═════ Data section

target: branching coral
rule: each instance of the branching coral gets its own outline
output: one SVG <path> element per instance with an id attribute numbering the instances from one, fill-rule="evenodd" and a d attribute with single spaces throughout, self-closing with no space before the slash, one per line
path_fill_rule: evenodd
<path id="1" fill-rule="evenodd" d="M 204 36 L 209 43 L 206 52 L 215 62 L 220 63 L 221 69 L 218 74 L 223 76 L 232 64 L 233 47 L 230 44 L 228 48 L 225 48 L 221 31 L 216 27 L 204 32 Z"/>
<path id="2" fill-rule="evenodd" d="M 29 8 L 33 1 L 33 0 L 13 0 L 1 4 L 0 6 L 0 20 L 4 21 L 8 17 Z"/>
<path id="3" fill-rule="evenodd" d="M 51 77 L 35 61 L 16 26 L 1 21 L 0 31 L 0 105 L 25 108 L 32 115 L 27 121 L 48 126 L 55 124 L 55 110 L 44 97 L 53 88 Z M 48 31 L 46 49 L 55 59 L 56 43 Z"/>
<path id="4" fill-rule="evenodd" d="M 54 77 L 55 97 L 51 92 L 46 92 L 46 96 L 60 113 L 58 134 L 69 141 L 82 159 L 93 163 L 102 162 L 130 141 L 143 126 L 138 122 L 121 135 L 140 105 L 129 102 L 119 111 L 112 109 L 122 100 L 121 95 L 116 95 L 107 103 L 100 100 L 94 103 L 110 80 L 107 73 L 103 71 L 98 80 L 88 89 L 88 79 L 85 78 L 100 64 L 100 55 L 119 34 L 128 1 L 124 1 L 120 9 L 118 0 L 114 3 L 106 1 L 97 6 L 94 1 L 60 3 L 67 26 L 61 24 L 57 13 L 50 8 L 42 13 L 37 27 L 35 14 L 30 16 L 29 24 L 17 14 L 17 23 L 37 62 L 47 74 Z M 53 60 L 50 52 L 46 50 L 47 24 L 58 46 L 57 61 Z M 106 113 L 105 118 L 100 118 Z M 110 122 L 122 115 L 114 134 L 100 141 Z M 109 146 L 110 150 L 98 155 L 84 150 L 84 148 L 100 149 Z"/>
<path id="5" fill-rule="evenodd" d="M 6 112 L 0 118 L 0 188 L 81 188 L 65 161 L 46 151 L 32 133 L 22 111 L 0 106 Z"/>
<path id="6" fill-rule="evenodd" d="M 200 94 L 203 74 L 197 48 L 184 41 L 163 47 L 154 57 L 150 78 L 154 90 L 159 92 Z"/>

══════════

Work to complete
Reproduce all of the entries above verbatim, line for line.

Response to the exercise
target: branching coral
rule: each instance of the branching coral gets its own outline
output: one SVG <path> element per instance with an id attribute numbering the instances from one, fill-rule="evenodd" and a d attribute with single spaces throughout, self-closing with no space before the slash, one per line
path_fill_rule: evenodd
<path id="1" fill-rule="evenodd" d="M 204 36 L 209 43 L 206 52 L 215 62 L 220 63 L 221 69 L 218 74 L 223 76 L 232 64 L 233 47 L 230 44 L 228 48 L 225 48 L 221 31 L 216 27 L 204 32 Z"/>
<path id="2" fill-rule="evenodd" d="M 29 8 L 33 1 L 33 0 L 13 0 L 1 4 L 0 6 L 0 20 L 4 21 L 8 17 Z"/>
<path id="3" fill-rule="evenodd" d="M 51 77 L 35 61 L 16 26 L 1 21 L 0 31 L 0 105 L 25 108 L 32 115 L 27 121 L 48 126 L 55 124 L 55 110 L 44 97 L 53 88 Z M 48 31 L 46 49 L 55 59 L 56 43 Z"/>
<path id="4" fill-rule="evenodd" d="M 54 77 L 55 97 L 51 92 L 46 92 L 46 96 L 60 113 L 58 134 L 69 141 L 82 159 L 93 163 L 102 162 L 130 141 L 143 126 L 138 122 L 121 135 L 140 105 L 129 102 L 119 111 L 112 109 L 122 100 L 121 95 L 116 95 L 107 103 L 100 100 L 94 103 L 110 80 L 107 73 L 103 71 L 98 80 L 88 89 L 88 79 L 85 78 L 100 64 L 100 55 L 119 34 L 128 1 L 124 1 L 120 9 L 118 0 L 114 3 L 106 1 L 97 6 L 94 1 L 60 3 L 67 26 L 61 24 L 57 13 L 50 8 L 42 13 L 37 27 L 35 14 L 30 16 L 29 24 L 17 14 L 17 23 L 37 62 L 47 74 Z M 53 60 L 50 52 L 46 50 L 47 24 L 58 46 L 57 61 Z M 106 113 L 105 118 L 100 118 Z M 110 122 L 122 115 L 114 134 L 100 141 Z M 109 146 L 110 150 L 98 155 L 84 150 L 84 148 L 100 149 Z"/>
<path id="5" fill-rule="evenodd" d="M 6 112 L 0 118 L 0 188 L 81 188 L 65 161 L 46 151 L 32 133 L 22 111 L 0 106 Z"/>
<path id="6" fill-rule="evenodd" d="M 200 94 L 203 74 L 197 48 L 184 41 L 163 47 L 154 57 L 150 78 L 154 90 L 159 92 Z"/>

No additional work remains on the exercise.